Trecho para leitura:
Essa violência subjetiva, por ser uma arma necessária quando existe uma impotência da autoridade dominante das estruturas modernas-simbólicas, atende as demandas do capital sob um investimento do superéu ao consumo desenfreado como resposta à falta-a-ser. Os produtos do mercado entram como substitutos dessa falta que tem um novo imperativo: Goza! Goza! Goza!
Nesse sentido perguntamos: será que a violencia subjetiva que está sendo investida é a resposta apropriada para nossa condição pós-moderna de "tolerância", "multiculturalismo" e "democracia-liberal"? Zizek responderia que não. Devemos nos voltar para a Ética que nos faz aceitar ser responsáveis pela "violência objetiva" que ganha as ruas, os prédios, as cidades, o campo, as favelas, etc. O processo de liberalização dos mercados globais foi feito pelo uso esquemáico da violência, entretanto, por ser uma violência sistemática já simbolizada a priori, pôde tornar-se anônima ou sob o revestimento de uma ordem natural das coisas. Esse é o mestre permissivo pós-moderno que deu uma lição radical nos histéricos de 1968.

Ações necessárias:
(A) No trecho sobre violência, qual é o novo imperativo que acompanha a falta?
(B) Reescreva em forma de lista o parágrafo do trecho sobre violência que começa com "Nesse sentido perguntamos", mantendo os fatos principais.
(C) Prossiga com o trecho sobre violência a partir do ponto em que ele termina.
Os dados não têm relação com o trecho sobre violência.

Material fornecido:
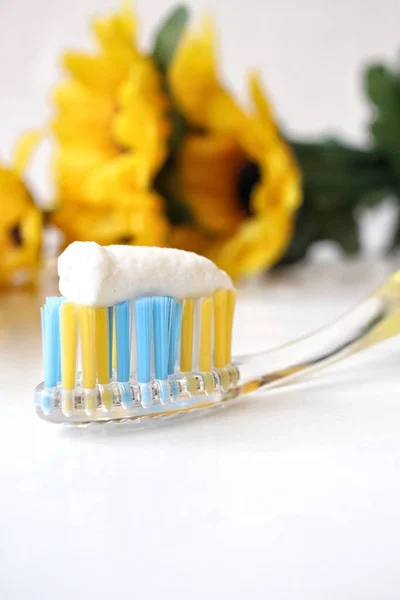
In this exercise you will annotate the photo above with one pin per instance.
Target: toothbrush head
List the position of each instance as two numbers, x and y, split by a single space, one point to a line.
141 358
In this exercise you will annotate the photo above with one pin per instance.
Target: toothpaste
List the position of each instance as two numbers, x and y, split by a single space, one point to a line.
105 275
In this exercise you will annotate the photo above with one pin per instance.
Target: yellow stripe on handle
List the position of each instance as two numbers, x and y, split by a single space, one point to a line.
205 362
220 327
187 335
102 345
88 345
230 312
69 341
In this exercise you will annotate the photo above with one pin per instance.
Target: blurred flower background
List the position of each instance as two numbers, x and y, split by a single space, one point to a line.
148 144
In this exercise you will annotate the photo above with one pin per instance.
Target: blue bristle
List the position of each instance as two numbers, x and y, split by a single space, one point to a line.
143 321
110 337
175 325
162 309
122 311
51 340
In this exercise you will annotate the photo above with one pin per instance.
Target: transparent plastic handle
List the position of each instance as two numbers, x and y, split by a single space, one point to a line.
371 322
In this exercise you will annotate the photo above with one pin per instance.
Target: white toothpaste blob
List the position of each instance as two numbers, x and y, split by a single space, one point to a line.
105 275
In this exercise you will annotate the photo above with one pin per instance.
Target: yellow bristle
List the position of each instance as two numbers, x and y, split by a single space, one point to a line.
69 341
220 326
102 345
88 345
187 335
230 306
205 362
114 357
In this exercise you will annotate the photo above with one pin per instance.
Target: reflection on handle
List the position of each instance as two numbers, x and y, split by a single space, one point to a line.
374 320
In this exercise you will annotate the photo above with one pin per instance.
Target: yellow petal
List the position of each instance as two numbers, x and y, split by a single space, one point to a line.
259 243
194 82
24 148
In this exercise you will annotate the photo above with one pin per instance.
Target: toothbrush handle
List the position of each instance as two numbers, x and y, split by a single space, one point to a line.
374 320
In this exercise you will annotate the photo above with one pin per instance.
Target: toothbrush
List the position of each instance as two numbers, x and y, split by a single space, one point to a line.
182 354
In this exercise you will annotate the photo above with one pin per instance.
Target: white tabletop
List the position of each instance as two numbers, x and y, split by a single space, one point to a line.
287 495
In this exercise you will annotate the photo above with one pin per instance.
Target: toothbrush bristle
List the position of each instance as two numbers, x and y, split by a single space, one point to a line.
51 340
143 320
134 351
162 313
186 360
122 322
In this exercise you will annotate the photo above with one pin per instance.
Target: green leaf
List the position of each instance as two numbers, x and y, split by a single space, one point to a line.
342 228
383 88
168 185
168 37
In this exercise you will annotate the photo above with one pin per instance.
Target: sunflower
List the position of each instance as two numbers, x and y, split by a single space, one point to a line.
111 131
152 150
20 220
237 173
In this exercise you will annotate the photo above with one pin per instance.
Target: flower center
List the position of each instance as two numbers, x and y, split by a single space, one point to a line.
248 177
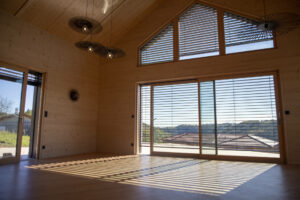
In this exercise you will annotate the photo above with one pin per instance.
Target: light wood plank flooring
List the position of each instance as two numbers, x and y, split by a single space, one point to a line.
147 178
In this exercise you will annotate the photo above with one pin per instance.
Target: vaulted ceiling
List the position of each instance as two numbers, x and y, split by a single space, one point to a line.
115 16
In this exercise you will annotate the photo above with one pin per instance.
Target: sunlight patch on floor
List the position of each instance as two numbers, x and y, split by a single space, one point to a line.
178 174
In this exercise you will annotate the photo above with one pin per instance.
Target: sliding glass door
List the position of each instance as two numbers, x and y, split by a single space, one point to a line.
16 124
175 118
220 117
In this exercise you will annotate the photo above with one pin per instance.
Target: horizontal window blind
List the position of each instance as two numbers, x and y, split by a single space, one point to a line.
207 112
198 32
175 118
238 117
246 116
11 75
145 92
34 78
159 48
244 34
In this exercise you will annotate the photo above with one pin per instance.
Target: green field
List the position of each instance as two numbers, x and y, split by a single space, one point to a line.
9 139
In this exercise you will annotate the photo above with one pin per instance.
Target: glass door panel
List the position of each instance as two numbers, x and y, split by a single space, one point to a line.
10 106
175 118
207 113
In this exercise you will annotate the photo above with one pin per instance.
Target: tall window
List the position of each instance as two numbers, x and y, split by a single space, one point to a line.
229 117
198 33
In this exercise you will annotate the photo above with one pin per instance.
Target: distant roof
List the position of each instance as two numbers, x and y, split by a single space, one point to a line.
224 140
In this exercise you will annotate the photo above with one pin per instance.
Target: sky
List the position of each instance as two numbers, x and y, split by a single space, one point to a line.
12 92
237 100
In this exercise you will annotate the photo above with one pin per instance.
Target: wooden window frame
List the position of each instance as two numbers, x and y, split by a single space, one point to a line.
221 33
279 111
39 117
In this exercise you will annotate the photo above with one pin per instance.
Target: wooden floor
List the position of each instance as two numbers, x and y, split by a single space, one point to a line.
147 178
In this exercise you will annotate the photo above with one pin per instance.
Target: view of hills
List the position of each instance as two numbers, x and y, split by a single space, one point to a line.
265 128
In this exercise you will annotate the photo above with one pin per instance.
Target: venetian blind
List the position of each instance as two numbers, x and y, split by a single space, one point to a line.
198 32
242 34
159 48
11 75
175 118
34 78
145 91
246 117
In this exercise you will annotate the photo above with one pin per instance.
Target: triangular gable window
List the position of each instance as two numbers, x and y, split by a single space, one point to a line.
203 31
198 32
242 34
159 48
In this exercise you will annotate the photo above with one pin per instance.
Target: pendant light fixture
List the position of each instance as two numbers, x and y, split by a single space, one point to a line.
87 26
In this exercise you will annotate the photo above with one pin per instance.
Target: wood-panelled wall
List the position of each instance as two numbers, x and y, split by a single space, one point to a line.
119 78
70 127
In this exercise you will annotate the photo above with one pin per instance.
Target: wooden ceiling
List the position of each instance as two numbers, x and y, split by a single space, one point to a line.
53 15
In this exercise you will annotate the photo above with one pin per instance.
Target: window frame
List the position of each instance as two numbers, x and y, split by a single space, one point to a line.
221 34
279 111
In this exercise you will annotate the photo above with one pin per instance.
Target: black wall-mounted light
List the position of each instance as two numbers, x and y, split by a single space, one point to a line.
74 95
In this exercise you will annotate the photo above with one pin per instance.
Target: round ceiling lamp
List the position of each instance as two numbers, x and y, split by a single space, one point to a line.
90 46
110 53
85 25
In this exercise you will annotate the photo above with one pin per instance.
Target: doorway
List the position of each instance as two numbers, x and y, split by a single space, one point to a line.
20 102
234 117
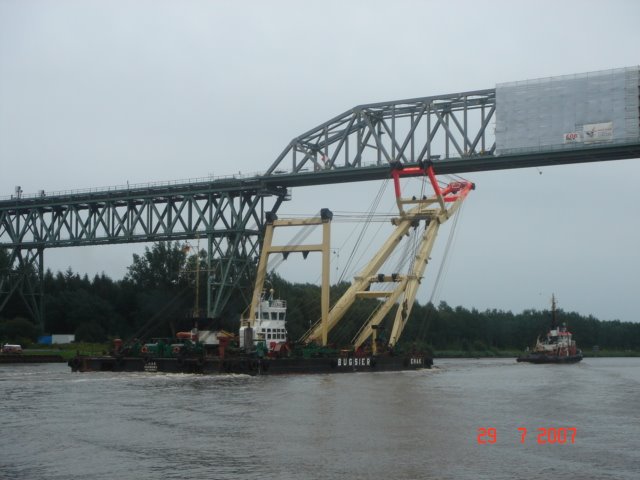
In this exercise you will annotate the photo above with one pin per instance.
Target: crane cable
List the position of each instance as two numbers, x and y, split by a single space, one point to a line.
442 271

Respostas finais:
(A) Goza! Goza! Goza!

(B)
- Pergunta-se se a violência subjetiva investida é a resposta apropriada à condição pós-moderna de "tolerância", "multiculturalismo" e "democracia-liberal".
- Zizek responderia que não.
- É preciso voltar-se para a Ética que leva a aceitar a responsabilidade pela "violência objetiva" presente nas ruas, nos prédios, nas cidades, no campo e nas favelas.
- A liberalização dos mercados globais ocorreu pelo uso da violência; por ser sistemática e já simbolizada a priori, essa violência pôde tornar-se anônima ou parecer uma ordem natural das coisas.
- Esse é o mestre permissivo pós-moderno, que deu uma lição radical nos histéricos de 1968.

(C)
O paradoxo é esse, portanto: a sensibilidade a violência subjetiva crescente é diretamente relacionada com a violencia objetiva na sociedade capitalista contemporanea. Aqui devemos nos voltar para a produção contínua dessa violência objetiva já que, a violência subjetiva é, de certa forma, um pleonasmo já que em sua própria constituição existe um sentido inexorável de violência pela palavra que só tem signficado sob determinda dimensão simbolica. A violência não é a mal interpretada, diga-se por sinal, noção marxista de fogo e pedras na rua. A violência é precisamente estabelecida sob determinada dinâmica entre as dimensões imaginárias, simbólicas e reais e, nesse sentido, não pode ser reduzida a nenhuma. Essa é uma das grandes lições lacanianas. Podemos ver uma crítica ao multiculturalismo e a tolerancia aqui? Obviamente.
Para Zizek a tolerância faz parte do ideário da sociedade pós-política baseada na neutradidade. Encontra-se aqui o deslocamento da "forma-política" para a "forma-cultural", típica do isolacionsimo pós-moderno. Esse processo, por ser circunstrito de contradições, trabalha objetivamente como seu contrário: a "tolerância" torna-se intolerância exatamente por sua IMPOSSIBILIDADE de existência. Por não existir meios de comunicação neutros no que diz respeito a possibilidade de acesso ao Outro, a tolerância como imperativo moral pode levar a seu extremo oposto. Aqui entendemos porque Habermas é um filósofo pós-moderno per excellance: ele aceita a idéia da tolerância como a superação da não-aceitação de uma diferença cognifica entre convicções e atitudes que se reproduzam de forma racional. Aqui a democracia entra de sopetão: esse não é exatamente o limite da democracia-liberal? A existencia compartilhada de fissuras em competição que não podem travar uma relação baseada em grandes atos coletivos.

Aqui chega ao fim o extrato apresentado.